What to produce — Could you lay out every one of the lines below as a Markdown table with two columns, Row and Line, giving each line its own row number and leaving out any blank lines?

** BEGIN Records provided **

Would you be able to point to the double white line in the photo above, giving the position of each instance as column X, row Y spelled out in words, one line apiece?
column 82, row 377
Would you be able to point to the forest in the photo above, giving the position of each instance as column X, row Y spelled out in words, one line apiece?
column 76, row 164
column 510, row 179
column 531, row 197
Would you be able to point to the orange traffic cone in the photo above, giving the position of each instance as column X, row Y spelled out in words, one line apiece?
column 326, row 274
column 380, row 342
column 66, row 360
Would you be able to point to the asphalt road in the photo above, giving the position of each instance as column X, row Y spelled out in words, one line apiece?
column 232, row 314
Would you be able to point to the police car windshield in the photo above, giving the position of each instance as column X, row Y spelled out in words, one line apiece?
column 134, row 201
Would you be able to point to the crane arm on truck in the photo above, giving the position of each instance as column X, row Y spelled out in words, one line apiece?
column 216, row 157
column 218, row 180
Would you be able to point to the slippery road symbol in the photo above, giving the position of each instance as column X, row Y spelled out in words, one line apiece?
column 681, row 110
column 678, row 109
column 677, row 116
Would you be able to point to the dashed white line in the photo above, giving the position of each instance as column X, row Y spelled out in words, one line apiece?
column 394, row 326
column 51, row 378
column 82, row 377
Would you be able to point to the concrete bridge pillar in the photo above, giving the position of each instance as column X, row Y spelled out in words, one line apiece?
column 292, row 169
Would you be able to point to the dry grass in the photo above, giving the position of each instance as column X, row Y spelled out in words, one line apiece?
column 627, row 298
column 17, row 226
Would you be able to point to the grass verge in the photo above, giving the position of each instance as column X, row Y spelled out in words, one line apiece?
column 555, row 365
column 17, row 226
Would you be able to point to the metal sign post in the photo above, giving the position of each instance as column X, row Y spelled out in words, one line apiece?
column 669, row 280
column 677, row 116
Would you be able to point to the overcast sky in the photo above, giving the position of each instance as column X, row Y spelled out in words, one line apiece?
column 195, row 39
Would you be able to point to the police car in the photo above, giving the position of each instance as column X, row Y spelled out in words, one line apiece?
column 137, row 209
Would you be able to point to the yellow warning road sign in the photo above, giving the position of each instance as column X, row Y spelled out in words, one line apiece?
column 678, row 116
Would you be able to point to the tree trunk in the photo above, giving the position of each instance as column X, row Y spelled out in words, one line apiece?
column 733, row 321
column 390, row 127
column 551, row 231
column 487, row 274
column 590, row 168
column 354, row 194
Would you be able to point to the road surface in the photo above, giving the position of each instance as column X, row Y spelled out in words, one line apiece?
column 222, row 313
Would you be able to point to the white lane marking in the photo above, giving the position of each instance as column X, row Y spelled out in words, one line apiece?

** END Records provided **

Solution to this problem —
| Row | Line |
|---|---|
| 1 | Would you be able to point to the double white line in the photo above, giving the position of each instance as column X, row Y spelled out in words, one line apiece? |
| 2 | column 82, row 377 |
| 3 | Would you be able to point to the forest in the photo above, giving the position of each instance as column X, row Y spelled out in words, one line apiece? |
| 4 | column 76, row 164 |
| 5 | column 510, row 179 |
| 6 | column 531, row 197 |
| 7 | Would you be able to point to the orange traffic cone in the photo above, giving the position of each instance as column X, row Y spelled out in words, one line apiece? |
| 8 | column 326, row 274 |
| 9 | column 380, row 342 |
| 10 | column 66, row 360 |
| 11 | Would you be able to point to the asphalt road in the photo above, giving the position of each instance as column X, row Y spelled out in words, one line apiece? |
| 12 | column 232, row 314 |
| 13 | Would you be able to point to the police car windshield in the photo above, giving the position of each instance as column X, row Y spelled out in words, one line apiece? |
| 14 | column 134, row 201 |
| 15 | Would you be able to point to the crane arm on truck in the photo above, giving the position of each instance as column X, row Y spelled out in words, one line apiece? |
| 16 | column 216, row 157 |
| 17 | column 218, row 180 |
| 18 | Would you be able to point to the slippery road symbol in the photo above, giving the position of each instance as column X, row Y spelled out in words, one line apiece? |
| 19 | column 681, row 110 |
| 20 | column 678, row 109 |
| 21 | column 677, row 116 |
| 22 | Would you be able to point to the dashed white line in the photo above, giving the position of each instance as column X, row Y spelled out in words, one line apiece? |
| 23 | column 394, row 326 |
| 24 | column 51, row 378 |
| 25 | column 82, row 377 |
| 26 | Would you be able to point to the concrete bridge pillar in the photo above, giving the position of each instance as column X, row Y spelled out in words, one line apiece? |
| 27 | column 292, row 169 |
| 28 | Would you be able to point to the dry grass in the photo above, giving the position of each instance as column X, row Y spelled out in words, one line apiece? |
| 29 | column 627, row 298 |
| 30 | column 17, row 226 |
| 31 | Would you be able to point to the grass verge in the photo above, giving the position of each instance as column X, row Y spelled out in words, one line apiece? |
| 32 | column 555, row 365 |
| 33 | column 17, row 226 |
| 34 | Would you be able to point to the metal sign post in the photo above, giving the position of each instance as column X, row Y spelled out in words, one line apiece? |
| 35 | column 669, row 280 |
| 36 | column 677, row 116 |
| 37 | Would you be able to point to the overcast sky in the photo above, giving the position of each instance as column X, row Y spelled out in words, one line apiece? |
| 38 | column 195, row 39 |
| 39 | Would you be able to point to the police car in the photo above, giving the position of each instance as column X, row Y spelled out in words, one line apiece? |
| 40 | column 137, row 209 |
| 41 | Would you be able to point to the yellow warning road sign in the photo above, giving the position of each instance as column X, row Y spelled out in words, one line apiece? |
| 42 | column 678, row 116 |
| 43 | Would you be able to point to the tree trunk in the photo above, giving the position of each instance as column X, row Y spelled out in words, one line apiece? |
| 44 | column 733, row 321 |
| 45 | column 390, row 127 |
| 46 | column 551, row 231 |
| 47 | column 487, row 274 |
| 48 | column 590, row 168 |
| 49 | column 354, row 194 |
| 50 | Would you be able to point to the road surface in the photo above, giving the position of each instance as column X, row Y spelled out in words, one line apiece? |
| 51 | column 222, row 313 |
| 52 | Would you be able to point to the white lane marking in the photo above, giving the position of each instance as column X, row Y spelled out in words, one line apiece? |